*PROBLEM REQUIREMENTS*.
Retype character for character everything in the listing below, from the line containing "of every paved" down to the line containing "[88,0,693,533]", with both of those lines included.

*EXTRACTED RECORDS*.
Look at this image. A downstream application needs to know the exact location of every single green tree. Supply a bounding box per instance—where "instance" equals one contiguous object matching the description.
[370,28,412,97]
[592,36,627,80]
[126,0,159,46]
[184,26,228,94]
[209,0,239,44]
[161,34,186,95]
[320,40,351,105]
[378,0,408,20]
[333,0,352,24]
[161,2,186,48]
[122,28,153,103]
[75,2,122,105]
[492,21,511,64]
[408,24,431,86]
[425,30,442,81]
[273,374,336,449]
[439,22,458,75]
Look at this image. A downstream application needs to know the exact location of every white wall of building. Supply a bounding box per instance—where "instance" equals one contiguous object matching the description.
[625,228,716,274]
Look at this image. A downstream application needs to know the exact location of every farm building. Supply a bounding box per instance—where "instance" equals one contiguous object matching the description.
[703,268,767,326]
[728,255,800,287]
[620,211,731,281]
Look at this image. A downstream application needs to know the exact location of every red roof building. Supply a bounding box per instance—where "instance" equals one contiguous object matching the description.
---
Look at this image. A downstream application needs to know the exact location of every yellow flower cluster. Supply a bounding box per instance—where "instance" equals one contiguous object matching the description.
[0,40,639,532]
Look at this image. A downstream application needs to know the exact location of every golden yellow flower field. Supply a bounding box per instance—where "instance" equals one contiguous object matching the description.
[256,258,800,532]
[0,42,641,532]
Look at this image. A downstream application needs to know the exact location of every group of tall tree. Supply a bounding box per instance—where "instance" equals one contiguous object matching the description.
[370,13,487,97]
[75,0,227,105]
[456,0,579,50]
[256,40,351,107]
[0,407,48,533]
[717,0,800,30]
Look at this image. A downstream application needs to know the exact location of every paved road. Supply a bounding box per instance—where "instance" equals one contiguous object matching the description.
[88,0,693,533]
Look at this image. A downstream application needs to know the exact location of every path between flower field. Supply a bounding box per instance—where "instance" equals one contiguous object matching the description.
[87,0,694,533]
--
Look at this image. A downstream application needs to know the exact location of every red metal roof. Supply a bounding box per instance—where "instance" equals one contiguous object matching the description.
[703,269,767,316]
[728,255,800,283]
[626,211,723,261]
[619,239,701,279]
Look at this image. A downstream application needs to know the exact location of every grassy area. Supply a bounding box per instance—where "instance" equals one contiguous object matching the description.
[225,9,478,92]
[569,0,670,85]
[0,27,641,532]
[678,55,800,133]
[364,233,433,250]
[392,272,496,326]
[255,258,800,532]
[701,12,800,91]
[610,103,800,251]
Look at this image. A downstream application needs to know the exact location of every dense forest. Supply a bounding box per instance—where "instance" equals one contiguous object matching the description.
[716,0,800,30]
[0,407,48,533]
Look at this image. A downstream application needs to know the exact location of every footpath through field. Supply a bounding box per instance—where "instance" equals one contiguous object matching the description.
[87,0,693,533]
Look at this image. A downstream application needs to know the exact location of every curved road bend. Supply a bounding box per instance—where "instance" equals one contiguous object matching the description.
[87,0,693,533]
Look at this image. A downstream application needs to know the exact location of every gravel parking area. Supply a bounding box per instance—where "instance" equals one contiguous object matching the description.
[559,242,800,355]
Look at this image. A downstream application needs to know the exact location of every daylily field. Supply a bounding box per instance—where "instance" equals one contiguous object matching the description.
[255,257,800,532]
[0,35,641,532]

*RESPONSE FOR THIS EXERCISE*.
Look at this image. A downstream application needs to know the exact location of every paved road. Supply a bounding box per instance—where "instance" equals one contiguous object matching the description.
[88,0,693,533]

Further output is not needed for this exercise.